- _GOAL_
According to the holiday natural-disaster tips below, what areas should you try to reach if you are near a volcano and feel many small tremors?

What to do should a natural disaster strike while on holiday
Volcanoes, earthquakes and tsunamis can occur without warning in many popular holiday destinations. Here three experts share some tips on what to do should an unexpected natural disaster occur while you’re on your hols, exclusively with CD-Traveller readers
Earthquakes occur when stress builds up at weak points deep in the earth’s crust, eventually this stress is released with great energy generating earthquakes.
* If you’re in a building, DON’T RUN! Running out a building can be more hazardous (especially in areas with loosely enforced building codes).
* Stay calm, and follow the standard DROP COVER and HOLD procedure. DROP COVER and HOLD simply means DROP to the floor, take COVER under a desk, table or even a chair, then hang onto it so that the piece of furniture protects you from falling debris, HOLD this position until the ground shaking ceases and it’s safe to move. The idea is to protect yourself from falling fixtures (e.g. lights) and heavier pieces of furniture (e.g., bookshelves, heavy appliances). Stay away from windows, doors and walls.
* If you’re outdoors in a crowded public place, stay calm and move out into the open, away from power lines and buildings.
* Again when you check in at your hotel, don’t be afraid to ask the hotel staff about earthquake evacuation procedures and earthquake preparedness tips.
A volcano is an opening in the earth’s crust that from which magma erupts to the earth’s surface. Volcanic eruptions can often strike without warning, but in most cases, volcanoes announce their upcoming activity with some pre-cursory activity. Precursory activity ranges from swarms of small earthquakes to the occasional venting of steam from a volcanoes summit, and usually provides ample warning to stay away from a volcanic zone if you’re holidaying near an active volcano.
* If you feel dozens of closely spaced, small, volcanic tremors or one-two- larger earthquakes and you’re near a volcano, stay calm and move away with all deliberate haste. Try to get to low-lying areas, upwind of the volcano, and away from valleys/rivers. Follow all official local authority advice regarding hazards associated with volcanic eruptions, e.g. mudflows, flash floods, earth tremors, ash fall.
* Volcanic ash is not poisonous but can have an impact on your respiratory system, so if you are in area where there is ash fall, stay indoors and close all windows and doors until local authorities advise it’s safe to move outside.
* Again, when you arrive at your destination, check local information sources (TV/radio/print media) to see if there are any reports of imminent volcanic activity. Your hotel staff should also be able to advise you about volcano eruption evacuation procedures and preparedness.
Tsunamis are a series of giant waves usually caused by underwater disturbances such as earthquakes, landslides and volcanic eruptions. Tsunami waves can move extremely fast in the open ocean and crash into land with waves of 100 feet or higher. Once a major earthquake occurs, the first tsunami waves can reach the shore within a few minutes.

- _DATASET EXTRACT_
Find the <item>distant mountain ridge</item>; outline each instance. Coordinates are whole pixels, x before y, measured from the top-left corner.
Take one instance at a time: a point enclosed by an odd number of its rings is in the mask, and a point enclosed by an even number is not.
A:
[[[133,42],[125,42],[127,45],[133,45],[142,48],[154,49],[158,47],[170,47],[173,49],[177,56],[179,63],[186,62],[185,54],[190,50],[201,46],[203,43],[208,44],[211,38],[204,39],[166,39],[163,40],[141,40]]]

- _COMPLETED EXERCISE_
Low-lying areas, upwind of the volcano, and away from valleys and rivers.